§ GOALS:
(a) From the passage on educational philosophies below, repeat the words starting at "Conservative lawmakers have" and ending at "of an educator.".
(b) Answer these questions using the passage on educational philosophies below:
(i) What have conservative lawmakers tried to ban from classroom materials?
(ii) What are the three broad philosophies of education it names?
(iii) What two other names does it give for classical education?

§ EXTRACTED TEXT:
— START —

Wherever teachers turn, they're confronted with the axioms and nostrums of critical pedagogy. The publications they read espouse the need for action civics. Evangelists of critical theory tell educators that its practice is "research based." Schools of education laud Freire and his disciples as veritable saints. Their professional organizations run conferences pushing them to progressivism — each group reciting the same chant.
Conservative lawmakers have responded by attempting to ban controversial topics such as critical race theory in classroom materials. But the intellectual flood of progressive thought continues to flow unabated throughout the education ecosystem. More is required if we are to rebuild the bridges that will connect students to the best of our civilizational inheritance.
EDUCATIONAL PHILOSOPHIES
If we're to return to a more responsible model of the educator, it's necessary to first understand the varied roles imposed upon teachers across different theories of education. Speaking generally, there are three broad philosophies of education: classical, progressive, and the previously discussed critical. Each varies greatly in its view of the purpose of education, its understanding of human nature, and its conception of the role of an educator.
Classical (also called liberal-arts or traditional) education most directly aligns with standard conceptions of public school: Children sit in desks, pass from discrete subject to subject, take tests, and read great books. This similarity shouldn't surprise us. Classical education came first in the canon of educational theory, so it is only natural that public schools initially built themselves on its routines and principles.

— END —

§ COLLECTED DATA:
— START —

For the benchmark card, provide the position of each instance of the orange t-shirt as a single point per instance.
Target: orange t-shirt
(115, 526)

— END —

§ EXERCISE ANSWERS:
(a)
Conservative lawmakers have responded by attempting to ban controversial topics such as critical race theory in classroom materials. But the intellectual flood of progressive thought continues to flow unabated throughout the education ecosystem. More is required if we are to rebuild the bridges that will connect students to the best of our civilizational inheritance.
EDUCATIONAL PHILOSOPHIES
If we're to return to a more responsible model of the educator, it's necessary to first understand the varied roles imposed upon teachers across different theories of education. Speaking generally, there are three broad philosophies of education: classical, progressive, and the previously discussed critical. Each varies greatly in its view of the purpose of education, its understanding of human nature, and its conception of the role of an educator.

(b)
(i) Controversial topics such as critical race theory.
(ii) Classical, progressive, and critical.
(iii) Liberal-arts and traditional.